* start DOCUMENT SEGMENT *

The manager was speaking in the aftermath of his side’s big win over Waterford on Friday.

UCD manager Andy Myler pictured during Friday's promotion-relegation playoff.
UCD manager Andy Myler pictured during Friday's promotion-relegation playoff.
Image: Ryan Byrne/INPHO

THE LEGENDARY Italian manager Arrigo Sacchi once famously was quoted as saying that football is “the most important of the unimportant things in life,” and Andy Myler will undoubtedly have been able to relate to this sentiment on Friday night.

The former Shamrock Rovers player, who took charge of UCD in 2019, experienced what was undoubtedly the biggest and best moment of his short managerial career thus far, as he oversaw the Students’ 2-1 victory over Waterford in the promotion-relegation playoff final.

Yet Myler’s joy at this achievement was tinged with sadness. His father passed away recently, with the funeral taking place on the eve of the game and understandably, his involvement in the build-up was limited.

* end DOCUMENT SEGMENT *

_STATED EXERCISE 1:_ According to the report on UCD's playoff win, why was Andy Myler's involvement in the build-up to the game limited?

* start EXTRACTED RECORDS *

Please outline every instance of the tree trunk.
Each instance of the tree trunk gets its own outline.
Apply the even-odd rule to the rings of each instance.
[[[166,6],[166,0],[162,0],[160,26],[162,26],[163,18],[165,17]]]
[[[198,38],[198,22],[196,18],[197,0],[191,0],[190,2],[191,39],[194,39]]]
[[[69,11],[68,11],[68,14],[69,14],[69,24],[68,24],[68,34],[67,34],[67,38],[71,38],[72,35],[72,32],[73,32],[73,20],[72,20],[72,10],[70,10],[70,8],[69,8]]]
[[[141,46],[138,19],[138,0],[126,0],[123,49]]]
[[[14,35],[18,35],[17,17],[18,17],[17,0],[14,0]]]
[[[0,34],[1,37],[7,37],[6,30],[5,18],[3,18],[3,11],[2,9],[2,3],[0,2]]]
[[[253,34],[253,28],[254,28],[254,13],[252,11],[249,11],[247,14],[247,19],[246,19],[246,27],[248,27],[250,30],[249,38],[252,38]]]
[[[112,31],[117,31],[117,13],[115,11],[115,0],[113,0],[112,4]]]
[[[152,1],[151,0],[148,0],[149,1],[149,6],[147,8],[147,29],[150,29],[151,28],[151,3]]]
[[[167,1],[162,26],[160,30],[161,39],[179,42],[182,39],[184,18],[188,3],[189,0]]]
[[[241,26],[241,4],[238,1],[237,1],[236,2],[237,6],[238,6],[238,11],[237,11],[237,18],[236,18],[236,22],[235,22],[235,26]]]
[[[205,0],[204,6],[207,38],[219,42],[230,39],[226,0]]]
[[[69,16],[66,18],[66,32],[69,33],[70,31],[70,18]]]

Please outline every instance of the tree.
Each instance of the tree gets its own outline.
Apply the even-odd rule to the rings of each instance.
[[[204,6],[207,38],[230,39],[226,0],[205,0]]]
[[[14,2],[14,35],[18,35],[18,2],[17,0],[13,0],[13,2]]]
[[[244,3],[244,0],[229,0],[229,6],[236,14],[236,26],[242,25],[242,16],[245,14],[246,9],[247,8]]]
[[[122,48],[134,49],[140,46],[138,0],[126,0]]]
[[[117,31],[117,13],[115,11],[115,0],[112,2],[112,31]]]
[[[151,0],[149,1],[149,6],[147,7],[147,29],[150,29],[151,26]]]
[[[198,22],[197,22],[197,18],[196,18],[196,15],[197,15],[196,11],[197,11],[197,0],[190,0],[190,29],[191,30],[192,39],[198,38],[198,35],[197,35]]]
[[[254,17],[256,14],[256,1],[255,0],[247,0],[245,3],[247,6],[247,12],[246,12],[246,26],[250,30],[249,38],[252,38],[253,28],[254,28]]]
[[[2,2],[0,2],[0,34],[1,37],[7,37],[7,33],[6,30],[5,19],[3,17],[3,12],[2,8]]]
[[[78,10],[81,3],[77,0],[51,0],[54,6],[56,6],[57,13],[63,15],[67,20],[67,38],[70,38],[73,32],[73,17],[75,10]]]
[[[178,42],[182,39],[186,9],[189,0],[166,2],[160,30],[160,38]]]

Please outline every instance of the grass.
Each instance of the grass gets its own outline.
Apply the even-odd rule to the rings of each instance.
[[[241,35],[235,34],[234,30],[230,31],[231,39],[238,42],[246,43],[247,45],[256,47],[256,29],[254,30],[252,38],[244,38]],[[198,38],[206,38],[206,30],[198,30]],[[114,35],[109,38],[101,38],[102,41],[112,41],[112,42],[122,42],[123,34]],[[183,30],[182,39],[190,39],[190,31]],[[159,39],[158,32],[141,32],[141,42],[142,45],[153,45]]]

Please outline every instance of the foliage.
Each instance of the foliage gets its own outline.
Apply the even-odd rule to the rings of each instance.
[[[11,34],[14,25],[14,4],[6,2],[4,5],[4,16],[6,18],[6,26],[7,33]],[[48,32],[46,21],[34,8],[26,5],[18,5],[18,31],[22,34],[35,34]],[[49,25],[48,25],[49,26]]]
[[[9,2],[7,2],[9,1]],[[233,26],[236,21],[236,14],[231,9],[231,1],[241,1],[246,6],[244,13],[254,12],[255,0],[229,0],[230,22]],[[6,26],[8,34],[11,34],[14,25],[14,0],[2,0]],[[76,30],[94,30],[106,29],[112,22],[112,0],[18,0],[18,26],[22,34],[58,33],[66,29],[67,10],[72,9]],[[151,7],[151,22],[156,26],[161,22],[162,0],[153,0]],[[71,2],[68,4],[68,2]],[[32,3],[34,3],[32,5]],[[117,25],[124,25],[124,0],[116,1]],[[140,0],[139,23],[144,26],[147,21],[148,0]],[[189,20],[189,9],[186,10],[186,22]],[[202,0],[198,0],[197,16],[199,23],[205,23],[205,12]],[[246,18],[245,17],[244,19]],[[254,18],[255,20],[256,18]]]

* end EXTRACTED RECORDS *

_STATED EXERCISE 2:_ In the rows running from the first one through the line containing "[[[69,16],[66,18],[66,32],[69,33],[70,31],[70,18]]]", change "tree trunk" to "trunk" and leave everything else unchanged.

_COMPLETE OUTPUT 1:_ His father had recently passed away, and the funeral took place on the eve of the game.

_COMPLETE OUTPUT 2:_
Please outline every instance of the trunk.
Each instance of the trunk gets its own outline.
Apply the even-odd rule to the rings of each instance.
[[[166,6],[166,0],[162,0],[160,26],[162,26],[163,18],[165,17]]]
[[[198,38],[198,22],[196,18],[197,0],[191,0],[190,2],[191,39],[194,39]]]
[[[69,11],[68,11],[68,14],[69,14],[69,24],[68,24],[68,34],[67,34],[67,38],[71,38],[72,35],[72,32],[73,32],[73,20],[72,20],[72,10],[70,10],[70,8],[69,8]]]
[[[141,46],[138,19],[138,0],[126,0],[123,49]]]
[[[14,35],[18,35],[17,17],[18,17],[17,0],[14,0]]]
[[[0,34],[1,37],[7,37],[6,30],[5,18],[3,18],[3,11],[2,9],[2,3],[0,2]]]
[[[253,34],[253,28],[254,28],[254,13],[252,11],[249,11],[247,14],[247,19],[246,19],[246,27],[248,27],[250,30],[249,38],[252,38]]]
[[[112,31],[117,31],[117,13],[115,11],[115,0],[113,0],[112,4]]]
[[[152,1],[151,0],[148,0],[149,1],[149,6],[147,8],[147,29],[150,29],[151,28],[151,3]]]
[[[167,1],[162,26],[160,30],[161,39],[179,42],[182,39],[184,18],[188,3],[189,0]]]
[[[241,26],[241,4],[238,1],[237,1],[236,2],[237,6],[238,6],[238,11],[237,11],[237,18],[236,18],[236,22],[235,22],[235,26]]]
[[[205,0],[204,6],[207,38],[219,42],[230,39],[226,0]]]
[[[69,16],[66,18],[66,32],[69,33],[70,31],[70,18]]]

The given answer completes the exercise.